### 課題 A
ギター旅の記録によると、LAの二日目に演奏したのはどこですか?
### 課題 B
記録のうち、「Pick out every instance of the stone monument」を含む行から記録の最後までを、一字一句変えずに抜き出してください。

### 読解用抜粋
北米ギター放浪記

LA 2 days

2014年6月20日〜21日

LAの二日目は、レドンドビーチにあるコーヒーハウスで演奏しました。前日の晩に到着していたことで休養十分で臨んだわけですが、多少気が緩んだのでしょう。徒歩でも十分行ける距離ではありましたが、機材もあったのでT氏の車で店まで行き、セッティングを始めてすぐに機材の一つをT氏宅近くの路上に停めた車の中に忘れてきたことに気付きました。開演予定時間まではまだ時間があったので、歩いて車まで行き、再びそこから店に向かったところ完全に迷子になりました。夕暮れ時のいい感じの気温ではありましたが、開演時間が迫る中で見知らぬ土地で迷子になった焦りから汗だくになりました。結局はT氏から電話で「どこにいる?」と連絡が入り、周囲に見える店や看板を伝えて現在地を把握し、何とか開演時間ギリギリに到着したのでした。

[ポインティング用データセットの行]
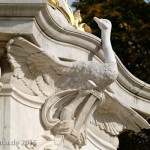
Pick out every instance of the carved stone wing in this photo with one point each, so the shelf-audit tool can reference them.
(113, 116)
(31, 66)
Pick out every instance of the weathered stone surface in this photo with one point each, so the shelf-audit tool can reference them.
(59, 85)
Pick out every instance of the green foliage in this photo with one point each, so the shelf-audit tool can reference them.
(130, 32)
(130, 41)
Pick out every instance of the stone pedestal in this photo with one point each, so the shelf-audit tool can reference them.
(53, 30)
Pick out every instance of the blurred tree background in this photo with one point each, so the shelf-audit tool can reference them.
(131, 42)
(130, 32)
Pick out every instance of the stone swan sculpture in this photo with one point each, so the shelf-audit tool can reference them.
(70, 85)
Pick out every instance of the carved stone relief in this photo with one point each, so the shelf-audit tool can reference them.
(75, 94)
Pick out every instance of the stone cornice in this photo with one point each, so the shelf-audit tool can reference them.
(49, 26)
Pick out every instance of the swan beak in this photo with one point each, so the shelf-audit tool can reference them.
(97, 20)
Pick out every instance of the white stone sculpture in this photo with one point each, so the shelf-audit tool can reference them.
(63, 88)
(76, 91)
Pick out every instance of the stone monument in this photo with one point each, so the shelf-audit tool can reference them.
(61, 87)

### 解答 A
レドンドビーチにあるコーヒーハウスです。

### 解答 B
Pick out every instance of the stone monument in this photo with one point each, so the shelf-audit tool can reference them.
(61, 87)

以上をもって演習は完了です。